* begin PROVIDED RECORDS *
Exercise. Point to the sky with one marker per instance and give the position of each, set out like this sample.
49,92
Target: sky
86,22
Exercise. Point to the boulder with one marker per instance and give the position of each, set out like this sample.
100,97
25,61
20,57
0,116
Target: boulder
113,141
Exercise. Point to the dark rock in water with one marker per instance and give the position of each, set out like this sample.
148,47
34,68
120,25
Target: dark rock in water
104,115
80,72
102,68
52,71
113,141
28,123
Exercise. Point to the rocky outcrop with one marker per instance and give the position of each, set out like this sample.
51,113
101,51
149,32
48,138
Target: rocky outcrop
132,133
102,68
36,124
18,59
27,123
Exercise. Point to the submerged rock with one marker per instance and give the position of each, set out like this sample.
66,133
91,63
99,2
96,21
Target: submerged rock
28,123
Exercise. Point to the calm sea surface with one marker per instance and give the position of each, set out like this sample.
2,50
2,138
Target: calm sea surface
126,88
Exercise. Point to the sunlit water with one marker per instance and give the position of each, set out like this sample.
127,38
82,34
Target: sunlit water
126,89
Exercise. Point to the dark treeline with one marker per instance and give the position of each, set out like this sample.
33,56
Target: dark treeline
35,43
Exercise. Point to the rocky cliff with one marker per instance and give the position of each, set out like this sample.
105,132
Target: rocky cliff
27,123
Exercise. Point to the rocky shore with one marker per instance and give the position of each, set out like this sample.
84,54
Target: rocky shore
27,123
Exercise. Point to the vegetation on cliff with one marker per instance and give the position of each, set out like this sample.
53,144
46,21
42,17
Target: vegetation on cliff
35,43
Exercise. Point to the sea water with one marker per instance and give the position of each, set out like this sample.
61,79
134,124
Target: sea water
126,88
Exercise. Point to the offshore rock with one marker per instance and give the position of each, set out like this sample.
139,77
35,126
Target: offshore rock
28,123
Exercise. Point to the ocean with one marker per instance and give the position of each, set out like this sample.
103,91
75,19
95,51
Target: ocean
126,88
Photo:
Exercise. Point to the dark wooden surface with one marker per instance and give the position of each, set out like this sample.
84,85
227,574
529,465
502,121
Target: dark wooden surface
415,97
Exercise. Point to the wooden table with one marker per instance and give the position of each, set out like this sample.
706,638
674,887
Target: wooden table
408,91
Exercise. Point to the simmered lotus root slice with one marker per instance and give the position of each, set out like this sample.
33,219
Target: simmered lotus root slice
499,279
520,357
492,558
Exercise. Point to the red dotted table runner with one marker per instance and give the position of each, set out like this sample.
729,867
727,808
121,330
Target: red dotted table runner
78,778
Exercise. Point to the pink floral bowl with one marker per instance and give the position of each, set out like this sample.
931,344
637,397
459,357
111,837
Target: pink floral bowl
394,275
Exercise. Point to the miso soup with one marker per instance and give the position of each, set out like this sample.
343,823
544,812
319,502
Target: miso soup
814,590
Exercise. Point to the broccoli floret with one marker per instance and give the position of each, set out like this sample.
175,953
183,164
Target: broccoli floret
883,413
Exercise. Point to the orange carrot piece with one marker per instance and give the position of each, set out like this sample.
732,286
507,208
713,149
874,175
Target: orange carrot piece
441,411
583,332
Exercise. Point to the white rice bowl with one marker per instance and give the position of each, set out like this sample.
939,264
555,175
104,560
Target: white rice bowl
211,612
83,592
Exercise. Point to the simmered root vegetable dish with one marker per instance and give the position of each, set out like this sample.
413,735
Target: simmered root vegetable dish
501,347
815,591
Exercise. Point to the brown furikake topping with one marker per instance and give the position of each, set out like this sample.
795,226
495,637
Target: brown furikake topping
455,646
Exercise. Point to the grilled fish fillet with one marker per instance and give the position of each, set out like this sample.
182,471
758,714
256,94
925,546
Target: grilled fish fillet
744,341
* end PROVIDED RECORDS *
# EXERCISE DESCRIPTION
Using the listing above, please repeat every entry exactly.

# CORRECT RESPONSE
Exercise. Point to the sky with one marker per instance and give the position of each, set out like this sample.
49,92
Target: sky
86,22
Exercise. Point to the boulder with one marker per instance and give the position of each, set out like this sample.
100,97
25,61
20,57
0,116
Target: boulder
113,141
Exercise. Point to the dark rock in water with one marker per instance and give the position of each, set out like this sample.
148,47
34,68
120,25
Target: dark rock in water
104,115
80,72
102,68
52,71
113,141
28,123
Exercise. Point to the rocky outcrop with one marker per instance and give the position of each, set out like this sample.
51,113
101,51
149,32
48,138
Target: rocky outcrop
132,133
102,68
36,124
18,59
27,123
Exercise. Point to the submerged rock with one marker per instance and give the position of each, set out like this sample.
66,133
91,63
99,2
96,21
Target: submerged rock
28,123
Exercise. Point to the calm sea surface with one marker per instance and give the position of each, set out like this sample.
2,50
2,138
Target: calm sea surface
126,88
Exercise. Point to the sunlit water with one marker per instance and give the position of each, set out like this sample.
127,38
82,34
Target: sunlit water
126,89
Exercise. Point to the dark treeline with one marker per instance and give the position of each, set out like this sample.
33,56
Target: dark treeline
35,43
Exercise. Point to the rocky cliff with one marker per instance and give the position of each, set out like this sample.
105,132
Target: rocky cliff
27,123
Exercise. Point to the rocky shore with one marker per instance and give the position of each, set out like this sample.
84,54
Target: rocky shore
27,123
Exercise. Point to the vegetation on cliff with one marker per instance and give the position of each, set out like this sample.
53,144
46,21
42,17
Target: vegetation on cliff
35,43
Exercise. Point to the sea water with one marker per instance and give the position of each, set out like this sample.
61,79
134,124
Target: sea water
126,88
Exercise. Point to the offshore rock with one marker per instance and give the position of each, set out like this sample.
139,77
35,126
Target: offshore rock
28,123
Exercise. Point to the ocean with one marker per instance and give the position of each, set out like this sample.
103,91
75,19
95,51
Target: ocean
126,88
Photo:
Exercise. Point to the dark wooden surface with one marker per instance and give the position of each, set out like this sample.
84,85
227,574
529,465
502,121
Target: dark wooden surface
415,97
Exercise. Point to the wooden table with one marker per instance and give the position of each, set out like this sample.
706,638
674,887
Target: wooden table
408,91
Exercise. Point to the simmered lotus root slice with one marker per instance and give the position of each, set out like this sample.
33,219
Target: simmered lotus root slice
499,279
520,357
492,558
Exercise. Point to the red dotted table runner with one marker per instance and give the position of each, set out like this sample.
729,867
727,808
121,330
Target: red dotted table runner
78,778
Exercise. Point to the pink floral bowl with one marker per instance and give the position of each, set out like this sample.
931,344
637,397
459,357
111,837
Target: pink floral bowl
394,275
Exercise. Point to the miso soup with one marker per instance and give the position of each, set out like this sample.
343,823
544,812
319,502
Target: miso soup
814,590
Exercise. Point to the broccoli floret with one marker per instance and give the position of each, set out like this sample.
175,953
183,164
Target: broccoli floret
883,413
Exercise. Point to the orange carrot piece with one marker per instance and give the position of each, set out like this sample.
732,286
507,208
713,149
874,175
Target: orange carrot piece
441,411
583,332
Exercise. Point to the white rice bowl with one marker per instance and give the position of each, set out like this sample.
939,264
555,175
104,560
Target: white rice bowl
211,612
83,592
Exercise. Point to the simmered root vegetable dish with one marker per instance and give the position of each, set out like this sample.
413,735
Target: simmered root vegetable dish
501,347
815,591
Exercise. Point to the brown furikake topping with one marker per instance and give the position of each, set out like this sample.
795,226
495,637
Target: brown furikake topping
455,646
Exercise. Point to the grilled fish fillet with one marker per instance and give the position of each, set out like this sample.
182,471
758,714
256,94
925,546
Target: grilled fish fillet
744,341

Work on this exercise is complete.